The Haas Brothers and L’Objet’s ceramic creatures tell a surreal story in Joshua Tree
Hitchhiking vessels, wandering coffee pots and sun-burnt serving bowls feature in a new film that captures the Haas L’Objet collection’s pure imagination
Inspired by the mystic landscape of Joshua Tree in the California desert, LA-based artist twins Simon and Nikolai Haas worked with Elad Yifrach (creative director and master craftsman at lifestyle brand L’Objet) to create a family of characterful critters, that double as highly usable home objects. Elegant catch-all bowls with hand-carved scales have bellies ready to be filled with oddities; salt and pepper monsters have textured, porcelain ‘fur’ coats; salad spoons double as antennae, sprouting from a mint-green serving bowl.
‘In the beginning we were considered fabricators, then designers, then high-end designers and now artists,’ Nikolai told us upon the launch of the Haas Brothers’ Bass Museum exhibition in December 2018. The L’Objet collection reflects the brothers’ artful exploration of functional forms, that, in Nikolai’s words ‘makes somebody think differently, or feel a certain way’. If their ‘Djuna’ creature, complete with four varnished gold paws, doesn’t make you look at a coffee pot differently, we don’t know what will.

=== Work required ===
In the article on the Haas L’Objet collection, copy the part starting with "The Haas Brothers and" and going on through "mint-green serving bowl.", substituting "brothers" for "twins". None of the material is required for this.

=== Recorded information ===
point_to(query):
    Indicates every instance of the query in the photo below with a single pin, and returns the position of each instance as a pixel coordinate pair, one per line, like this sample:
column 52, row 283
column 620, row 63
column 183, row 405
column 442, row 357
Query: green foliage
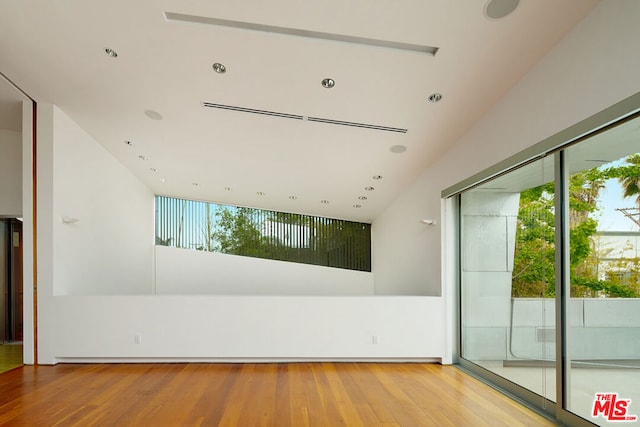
column 628, row 175
column 534, row 259
column 236, row 233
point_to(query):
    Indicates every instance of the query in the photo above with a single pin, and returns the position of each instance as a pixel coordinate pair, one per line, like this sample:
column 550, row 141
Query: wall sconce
column 68, row 220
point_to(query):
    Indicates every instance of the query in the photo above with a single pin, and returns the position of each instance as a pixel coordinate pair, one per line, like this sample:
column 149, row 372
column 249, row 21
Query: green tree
column 237, row 233
column 629, row 177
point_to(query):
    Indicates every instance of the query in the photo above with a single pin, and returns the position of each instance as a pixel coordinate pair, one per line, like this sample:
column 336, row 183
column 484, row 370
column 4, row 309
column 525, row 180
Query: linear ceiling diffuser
column 301, row 117
column 250, row 26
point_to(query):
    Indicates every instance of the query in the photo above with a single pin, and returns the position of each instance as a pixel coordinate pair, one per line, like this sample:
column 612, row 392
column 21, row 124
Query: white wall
column 85, row 313
column 592, row 68
column 183, row 271
column 256, row 328
column 10, row 173
column 109, row 251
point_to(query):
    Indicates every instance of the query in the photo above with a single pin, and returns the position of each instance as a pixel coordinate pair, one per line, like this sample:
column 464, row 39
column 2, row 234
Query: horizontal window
column 262, row 233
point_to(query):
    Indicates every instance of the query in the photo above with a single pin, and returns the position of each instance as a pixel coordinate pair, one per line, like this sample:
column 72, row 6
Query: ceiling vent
column 297, row 32
column 252, row 110
column 355, row 124
column 301, row 117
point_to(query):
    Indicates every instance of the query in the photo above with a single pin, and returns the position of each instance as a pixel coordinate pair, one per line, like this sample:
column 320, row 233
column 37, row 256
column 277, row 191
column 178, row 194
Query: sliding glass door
column 549, row 265
column 603, row 330
column 507, row 275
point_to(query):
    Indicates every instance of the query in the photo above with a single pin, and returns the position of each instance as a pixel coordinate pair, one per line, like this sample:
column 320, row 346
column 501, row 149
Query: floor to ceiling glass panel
column 507, row 277
column 603, row 331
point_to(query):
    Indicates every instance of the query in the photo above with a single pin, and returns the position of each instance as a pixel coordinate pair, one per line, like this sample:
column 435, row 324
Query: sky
column 609, row 199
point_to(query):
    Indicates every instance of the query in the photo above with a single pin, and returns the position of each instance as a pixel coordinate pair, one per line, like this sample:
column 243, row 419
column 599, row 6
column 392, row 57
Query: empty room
column 339, row 213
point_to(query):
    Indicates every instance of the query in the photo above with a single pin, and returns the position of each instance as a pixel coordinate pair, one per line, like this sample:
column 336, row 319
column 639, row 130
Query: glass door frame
column 624, row 110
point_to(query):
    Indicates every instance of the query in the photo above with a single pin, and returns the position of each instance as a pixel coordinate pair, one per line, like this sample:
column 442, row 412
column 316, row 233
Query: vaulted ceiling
column 266, row 132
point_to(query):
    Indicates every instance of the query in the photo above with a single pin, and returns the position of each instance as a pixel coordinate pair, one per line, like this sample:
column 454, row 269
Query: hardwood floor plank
column 282, row 394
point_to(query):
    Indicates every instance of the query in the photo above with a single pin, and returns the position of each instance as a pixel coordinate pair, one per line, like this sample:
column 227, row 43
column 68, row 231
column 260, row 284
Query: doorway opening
column 11, row 294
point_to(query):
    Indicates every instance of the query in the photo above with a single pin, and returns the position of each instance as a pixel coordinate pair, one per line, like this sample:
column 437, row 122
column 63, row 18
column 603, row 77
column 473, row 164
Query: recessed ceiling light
column 398, row 149
column 152, row 114
column 219, row 68
column 496, row 9
column 328, row 83
column 435, row 97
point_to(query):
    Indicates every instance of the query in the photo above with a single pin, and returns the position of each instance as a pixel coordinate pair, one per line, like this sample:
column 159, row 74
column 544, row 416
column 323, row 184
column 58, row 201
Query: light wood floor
column 285, row 394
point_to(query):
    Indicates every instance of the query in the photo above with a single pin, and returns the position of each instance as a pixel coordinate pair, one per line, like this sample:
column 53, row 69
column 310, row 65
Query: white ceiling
column 55, row 52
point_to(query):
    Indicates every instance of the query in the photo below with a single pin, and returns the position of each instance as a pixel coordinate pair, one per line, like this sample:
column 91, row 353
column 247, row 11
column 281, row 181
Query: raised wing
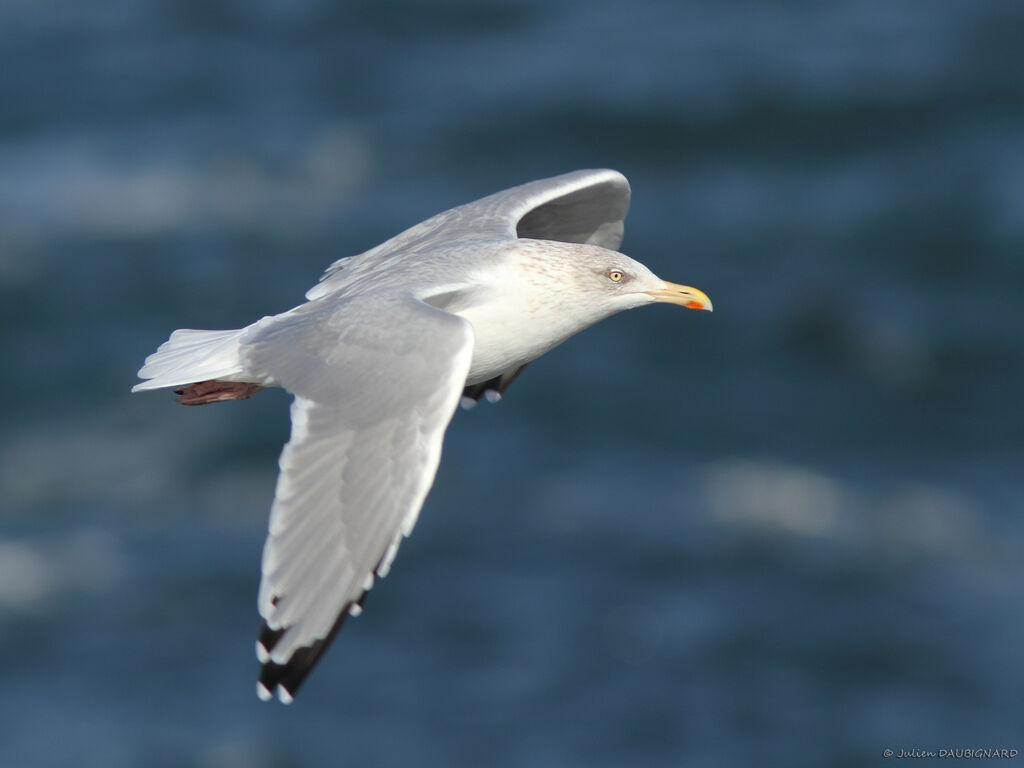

=== Result of this exercise ===
The Haas Brothers and L’Objet’s ceramic creatures tell a surreal story in Joshua Tree
Hitchhiking vessels, wandering coffee pots and sun-burnt serving bowls feature in a new film that captures the Haas L’Objet collection’s pure imagination
Inspired by the mystic landscape of Joshua Tree in the California desert, LA-based artist brothers Simon and Nikolai Haas worked with Elad Yifrach (creative director and master craftsman at lifestyle brand L’Objet) to create a family of characterful critters, that double as highly usable home objects. Elegant catch-all bowls with hand-carved scales have bellies ready to be filled with oddities; salt and pepper monsters have textured, porcelain ‘fur’ coats; salad spoons double as antennae, sprouting from a mint-green serving bowl.